> **Problem to solve**:
Format every row below as a numbered list, omitting any blank lines.

Dataset entries
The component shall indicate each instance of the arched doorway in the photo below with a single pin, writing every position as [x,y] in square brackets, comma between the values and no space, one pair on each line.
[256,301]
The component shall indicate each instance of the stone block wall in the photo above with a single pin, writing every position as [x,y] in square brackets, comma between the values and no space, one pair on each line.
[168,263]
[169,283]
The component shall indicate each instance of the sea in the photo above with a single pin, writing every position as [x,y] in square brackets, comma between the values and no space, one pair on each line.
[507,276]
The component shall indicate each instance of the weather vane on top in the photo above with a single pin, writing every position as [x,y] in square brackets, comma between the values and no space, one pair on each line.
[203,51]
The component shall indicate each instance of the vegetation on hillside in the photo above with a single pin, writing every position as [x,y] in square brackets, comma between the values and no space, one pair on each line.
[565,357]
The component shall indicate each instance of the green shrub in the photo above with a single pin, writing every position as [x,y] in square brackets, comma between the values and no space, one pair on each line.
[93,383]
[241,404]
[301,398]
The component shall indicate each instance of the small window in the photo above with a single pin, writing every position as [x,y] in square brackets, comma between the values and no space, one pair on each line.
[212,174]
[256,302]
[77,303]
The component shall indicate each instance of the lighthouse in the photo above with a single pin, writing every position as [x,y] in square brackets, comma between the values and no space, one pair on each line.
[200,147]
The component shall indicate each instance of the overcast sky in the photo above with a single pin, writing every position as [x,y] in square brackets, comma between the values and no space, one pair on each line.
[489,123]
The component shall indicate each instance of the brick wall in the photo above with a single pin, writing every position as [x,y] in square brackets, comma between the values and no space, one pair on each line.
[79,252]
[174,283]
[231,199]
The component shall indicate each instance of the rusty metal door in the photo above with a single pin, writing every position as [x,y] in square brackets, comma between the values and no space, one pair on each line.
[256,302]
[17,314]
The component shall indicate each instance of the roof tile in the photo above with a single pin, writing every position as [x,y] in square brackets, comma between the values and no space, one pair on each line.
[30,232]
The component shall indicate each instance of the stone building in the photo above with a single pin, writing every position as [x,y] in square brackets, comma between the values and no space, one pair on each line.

> **Exercise result**:
1. The component shall indicate each instance of the arched doorway in the photo below with a single pin, writing every position as [x,y] in square brackets, comma between the values and no space, one pair on each line.
2. [256,301]
3. The component shall indicate each instance of the stone block wall in the photo above with a single pin, writing every position as [x,y] in square brackets, comma between the values and no space, one pair on each line.
4. [168,263]
5. [169,283]
6. The component shall indicate each instance of the sea in the photo above with a single pin, writing every position as [x,y] in square brackets, comma between the values and no space, one pair on each line.
7. [507,276]
8. The component shall indicate each instance of the weather vane on top in the photo above with a single pin, writing every position as [x,y] in square brackets, comma between the values and no space, one pair on each line.
9. [203,51]
10. The component shall indicate each instance of the vegetation on hillside in the photo above with a single pin, writing every position as [x,y] in square brackets, comma between the values and no space, one pair on each line.
11. [565,357]
12. The component shall indicate each instance of the green shrub in the photo above with a single pin, writing every position as [x,y] in square brackets, comma between the values and no space, one pair on each line.
13. [93,383]
14. [241,404]
15. [301,398]
16. The component shall indicate each instance of the small window in the photo above with a single pin, writing every position as [x,y] in square brackets, comma between the values and no space, one pair on each line.
17. [212,174]
18. [256,302]
19. [77,303]
20. The component shall indicate each instance of the lighthouse in the photo above with a single pin, writing every position as [x,y] in square brackets, comma between the values and no space, one pair on each line.
21. [200,147]
22. The component shall indicate each instance of the overcast sky in the photo above with a single pin, writing every position as [x,y] in square brackets, comma between the values and no space, one pair on each line.
23. [489,123]
24. The component shall indicate each instance of the brick wall in the photo above with a single pin, writing every position as [x,y] in square brackets, comma between the values and no space, one pair on each line.
25. [79,252]
26. [174,283]
27. [231,199]
28. The component shall indicate each instance of the rusty metal door in the photo above with a single pin, writing every position as [x,y] in square brackets, comma between the values and no space, one pair on each line.
29. [256,302]
30. [17,314]
31. The component shall indicate each instance of the roof tile in the photo above with a single pin, writing every position as [x,y] in square brackets, comma between the values and no space, one pair on each line.
32. [30,232]
33. The component shall indicate each instance of the stone building in the photo above with a single pin, writing every position as [x,y] in square brackets, comma between the values and no space, one pair on each line.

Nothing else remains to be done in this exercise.